» **Set task**: Please recast the records, from the line containing "Indicate the bush" through the end of the records, as a Markdown table with a Row column numbering each row and a Line column holding the line itself. Leave out any blank lines.

» **Data for processing**:
----------------

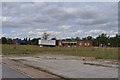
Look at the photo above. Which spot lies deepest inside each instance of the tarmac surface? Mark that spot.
(69, 67)
(9, 73)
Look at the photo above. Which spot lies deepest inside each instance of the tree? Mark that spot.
(45, 36)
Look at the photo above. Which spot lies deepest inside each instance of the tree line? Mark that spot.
(101, 39)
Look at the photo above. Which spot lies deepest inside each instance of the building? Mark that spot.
(51, 43)
(75, 43)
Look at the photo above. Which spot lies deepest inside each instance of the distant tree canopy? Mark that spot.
(101, 39)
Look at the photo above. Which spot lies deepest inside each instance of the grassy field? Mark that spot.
(98, 53)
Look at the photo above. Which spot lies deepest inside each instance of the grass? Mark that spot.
(98, 53)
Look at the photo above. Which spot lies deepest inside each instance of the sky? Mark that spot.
(59, 19)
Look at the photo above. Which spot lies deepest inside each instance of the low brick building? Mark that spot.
(75, 43)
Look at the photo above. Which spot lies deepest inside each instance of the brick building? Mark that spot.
(75, 43)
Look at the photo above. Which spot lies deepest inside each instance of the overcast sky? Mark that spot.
(61, 20)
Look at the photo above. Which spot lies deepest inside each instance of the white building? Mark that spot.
(51, 43)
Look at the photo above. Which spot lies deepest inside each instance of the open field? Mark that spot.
(98, 53)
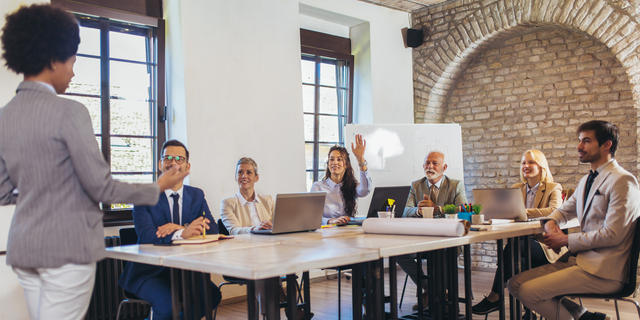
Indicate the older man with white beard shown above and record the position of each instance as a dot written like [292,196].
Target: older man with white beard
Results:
[434,190]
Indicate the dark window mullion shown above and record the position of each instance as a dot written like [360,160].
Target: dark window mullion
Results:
[104,90]
[316,122]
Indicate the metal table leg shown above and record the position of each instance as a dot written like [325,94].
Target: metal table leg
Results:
[500,245]
[251,303]
[175,295]
[467,282]
[393,288]
[356,291]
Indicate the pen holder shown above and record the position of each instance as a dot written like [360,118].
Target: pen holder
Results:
[385,214]
[465,215]
[477,219]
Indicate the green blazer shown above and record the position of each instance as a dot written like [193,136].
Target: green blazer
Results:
[451,192]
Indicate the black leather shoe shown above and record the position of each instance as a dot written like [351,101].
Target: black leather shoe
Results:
[595,316]
[525,316]
[485,306]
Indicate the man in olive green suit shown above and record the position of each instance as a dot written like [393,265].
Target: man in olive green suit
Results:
[434,190]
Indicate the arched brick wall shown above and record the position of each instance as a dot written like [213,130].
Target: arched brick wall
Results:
[447,72]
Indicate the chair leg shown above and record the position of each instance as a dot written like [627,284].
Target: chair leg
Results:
[403,289]
[339,296]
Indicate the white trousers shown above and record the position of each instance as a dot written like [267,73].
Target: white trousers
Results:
[57,293]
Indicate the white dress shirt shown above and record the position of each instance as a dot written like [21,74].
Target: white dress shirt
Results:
[531,195]
[168,193]
[333,204]
[255,219]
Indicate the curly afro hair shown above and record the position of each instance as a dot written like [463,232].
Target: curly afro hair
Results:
[35,36]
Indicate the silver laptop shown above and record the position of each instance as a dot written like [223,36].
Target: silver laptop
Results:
[501,203]
[296,212]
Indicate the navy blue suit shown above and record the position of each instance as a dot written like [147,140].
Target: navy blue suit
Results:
[150,282]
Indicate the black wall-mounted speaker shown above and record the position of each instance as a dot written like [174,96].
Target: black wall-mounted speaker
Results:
[414,37]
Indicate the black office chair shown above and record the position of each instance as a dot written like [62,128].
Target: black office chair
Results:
[129,236]
[630,286]
[222,229]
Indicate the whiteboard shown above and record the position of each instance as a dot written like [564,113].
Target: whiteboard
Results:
[395,152]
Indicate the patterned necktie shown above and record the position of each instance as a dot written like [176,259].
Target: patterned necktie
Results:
[176,208]
[432,196]
[590,179]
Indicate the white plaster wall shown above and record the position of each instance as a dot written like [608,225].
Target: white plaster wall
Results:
[242,84]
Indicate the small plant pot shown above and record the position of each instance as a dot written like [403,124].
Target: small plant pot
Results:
[477,219]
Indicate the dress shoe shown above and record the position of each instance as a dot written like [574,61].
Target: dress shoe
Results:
[485,306]
[595,316]
[425,303]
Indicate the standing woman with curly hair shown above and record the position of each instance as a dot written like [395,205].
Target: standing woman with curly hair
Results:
[51,168]
[341,185]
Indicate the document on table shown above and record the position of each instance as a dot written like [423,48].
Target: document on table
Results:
[199,240]
[418,227]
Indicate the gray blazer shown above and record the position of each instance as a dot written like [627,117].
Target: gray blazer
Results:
[48,152]
[607,222]
[451,192]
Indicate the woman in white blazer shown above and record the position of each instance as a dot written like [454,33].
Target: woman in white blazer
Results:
[541,196]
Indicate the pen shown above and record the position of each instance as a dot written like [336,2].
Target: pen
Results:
[204,232]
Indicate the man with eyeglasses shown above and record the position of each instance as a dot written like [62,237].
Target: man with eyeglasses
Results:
[177,215]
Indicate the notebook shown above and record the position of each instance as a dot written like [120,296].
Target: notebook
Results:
[501,203]
[379,200]
[296,212]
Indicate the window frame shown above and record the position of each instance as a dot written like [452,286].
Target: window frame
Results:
[319,54]
[114,217]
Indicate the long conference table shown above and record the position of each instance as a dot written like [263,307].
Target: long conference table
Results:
[268,257]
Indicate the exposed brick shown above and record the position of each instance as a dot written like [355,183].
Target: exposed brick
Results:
[530,86]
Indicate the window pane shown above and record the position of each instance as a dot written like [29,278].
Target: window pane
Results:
[308,127]
[131,154]
[130,81]
[89,41]
[127,46]
[328,101]
[93,105]
[308,155]
[327,74]
[308,71]
[87,78]
[309,178]
[308,98]
[329,129]
[131,118]
[134,178]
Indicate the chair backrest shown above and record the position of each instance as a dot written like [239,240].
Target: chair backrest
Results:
[128,236]
[221,228]
[630,286]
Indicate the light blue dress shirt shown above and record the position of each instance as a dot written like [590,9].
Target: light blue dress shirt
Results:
[333,204]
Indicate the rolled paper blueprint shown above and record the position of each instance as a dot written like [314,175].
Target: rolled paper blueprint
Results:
[499,221]
[418,227]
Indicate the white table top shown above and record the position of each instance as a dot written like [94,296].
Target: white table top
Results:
[270,261]
[253,256]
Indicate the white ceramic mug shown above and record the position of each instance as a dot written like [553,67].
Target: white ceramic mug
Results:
[426,212]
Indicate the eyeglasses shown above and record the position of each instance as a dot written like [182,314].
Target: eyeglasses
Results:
[178,159]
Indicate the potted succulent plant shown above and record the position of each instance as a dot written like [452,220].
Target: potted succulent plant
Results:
[477,217]
[450,211]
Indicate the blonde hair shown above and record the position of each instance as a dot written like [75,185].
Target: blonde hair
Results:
[541,161]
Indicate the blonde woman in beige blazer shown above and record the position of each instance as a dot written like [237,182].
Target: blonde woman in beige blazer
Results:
[541,196]
[246,210]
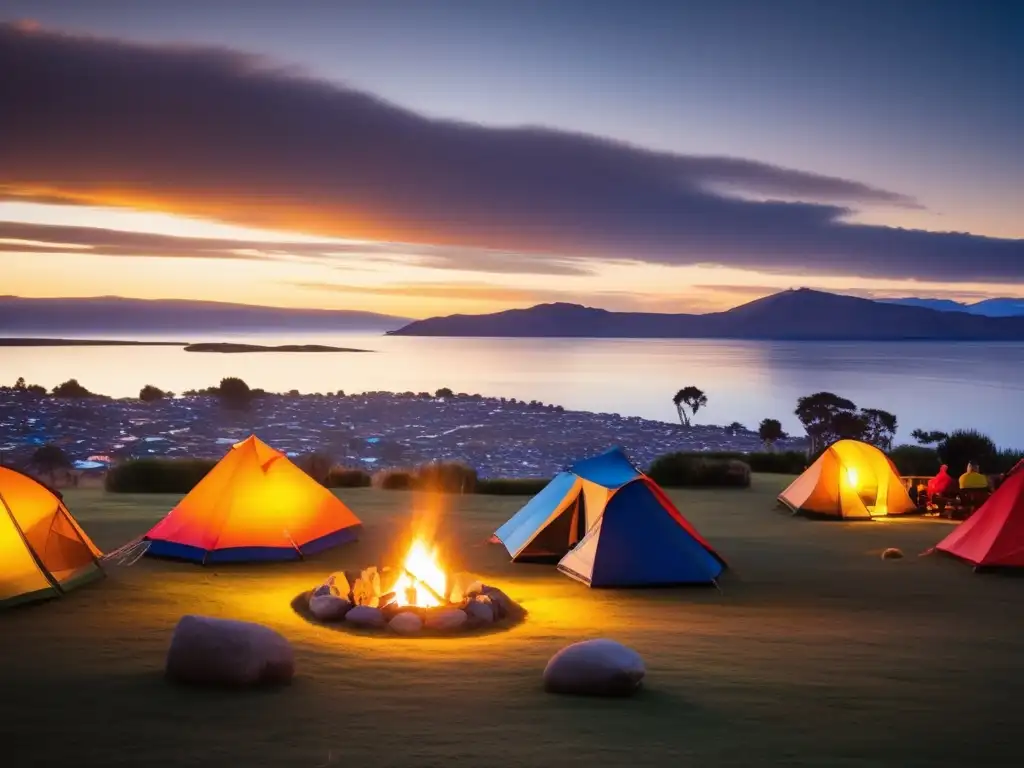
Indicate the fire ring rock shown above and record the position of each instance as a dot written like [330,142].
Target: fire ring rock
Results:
[406,623]
[594,668]
[445,620]
[364,615]
[221,651]
[329,607]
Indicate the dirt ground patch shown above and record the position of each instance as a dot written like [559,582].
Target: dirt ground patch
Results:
[815,652]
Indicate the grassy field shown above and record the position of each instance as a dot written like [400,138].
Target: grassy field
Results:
[816,652]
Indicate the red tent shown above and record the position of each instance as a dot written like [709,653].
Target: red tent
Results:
[994,535]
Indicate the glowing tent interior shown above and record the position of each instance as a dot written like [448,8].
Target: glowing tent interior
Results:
[43,550]
[851,479]
[607,524]
[992,537]
[254,505]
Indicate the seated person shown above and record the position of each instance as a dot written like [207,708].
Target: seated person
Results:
[942,484]
[973,479]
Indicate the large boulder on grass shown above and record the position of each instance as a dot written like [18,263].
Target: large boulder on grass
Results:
[222,651]
[594,668]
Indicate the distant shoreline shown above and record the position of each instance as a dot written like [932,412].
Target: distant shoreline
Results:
[232,348]
[221,347]
[31,342]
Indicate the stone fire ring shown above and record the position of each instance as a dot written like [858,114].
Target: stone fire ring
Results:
[348,602]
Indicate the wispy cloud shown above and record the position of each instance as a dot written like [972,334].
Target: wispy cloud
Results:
[30,238]
[236,137]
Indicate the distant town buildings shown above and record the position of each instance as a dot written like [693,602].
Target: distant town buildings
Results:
[500,438]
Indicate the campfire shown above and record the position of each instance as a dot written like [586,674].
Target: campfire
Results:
[418,596]
[422,582]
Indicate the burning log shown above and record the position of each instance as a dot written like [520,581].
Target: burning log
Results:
[411,591]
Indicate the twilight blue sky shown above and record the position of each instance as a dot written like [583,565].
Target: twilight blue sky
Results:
[922,100]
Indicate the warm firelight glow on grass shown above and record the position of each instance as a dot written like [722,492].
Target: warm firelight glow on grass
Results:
[422,568]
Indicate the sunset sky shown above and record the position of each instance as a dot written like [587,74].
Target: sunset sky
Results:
[428,158]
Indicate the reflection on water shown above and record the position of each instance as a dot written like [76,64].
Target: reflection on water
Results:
[926,384]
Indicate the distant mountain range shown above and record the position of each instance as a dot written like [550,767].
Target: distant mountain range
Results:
[131,317]
[987,307]
[800,314]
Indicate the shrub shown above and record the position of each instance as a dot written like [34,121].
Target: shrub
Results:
[50,458]
[71,388]
[393,479]
[343,477]
[512,485]
[783,463]
[687,470]
[445,477]
[968,445]
[316,465]
[158,475]
[914,460]
[150,393]
[1005,461]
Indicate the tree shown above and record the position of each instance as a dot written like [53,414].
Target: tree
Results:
[150,393]
[881,427]
[235,393]
[824,416]
[848,425]
[968,446]
[316,465]
[928,438]
[49,459]
[770,432]
[690,397]
[71,388]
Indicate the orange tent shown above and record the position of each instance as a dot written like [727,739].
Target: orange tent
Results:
[254,505]
[992,537]
[43,551]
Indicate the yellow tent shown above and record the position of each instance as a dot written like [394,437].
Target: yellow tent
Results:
[851,479]
[43,551]
[254,505]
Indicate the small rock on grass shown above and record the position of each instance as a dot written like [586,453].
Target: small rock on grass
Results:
[594,668]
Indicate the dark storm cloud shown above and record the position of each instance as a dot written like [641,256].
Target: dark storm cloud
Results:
[216,133]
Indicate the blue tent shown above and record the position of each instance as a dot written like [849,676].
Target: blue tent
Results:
[605,523]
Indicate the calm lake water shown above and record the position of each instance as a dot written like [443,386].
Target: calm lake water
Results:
[928,385]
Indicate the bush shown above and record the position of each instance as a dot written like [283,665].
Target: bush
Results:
[158,475]
[782,463]
[150,393]
[342,477]
[688,470]
[71,388]
[393,479]
[915,460]
[316,465]
[512,485]
[445,477]
[968,445]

----------------

» **Written answer**:
| Row | Line |
|---|---|
| 1 | Indicate the bush shown above and record the position of each instance as a dot written like [283,665]. |
| 2 | Target: bush |
| 3 | Results: |
| 4 | [158,475] |
| 5 | [782,463] |
| 6 | [150,393] |
| 7 | [342,477] |
| 8 | [688,470] |
| 9 | [71,388] |
| 10 | [393,479] |
| 11 | [915,460] |
| 12 | [316,465] |
| 13 | [512,485] |
| 14 | [445,477] |
| 15 | [968,445] |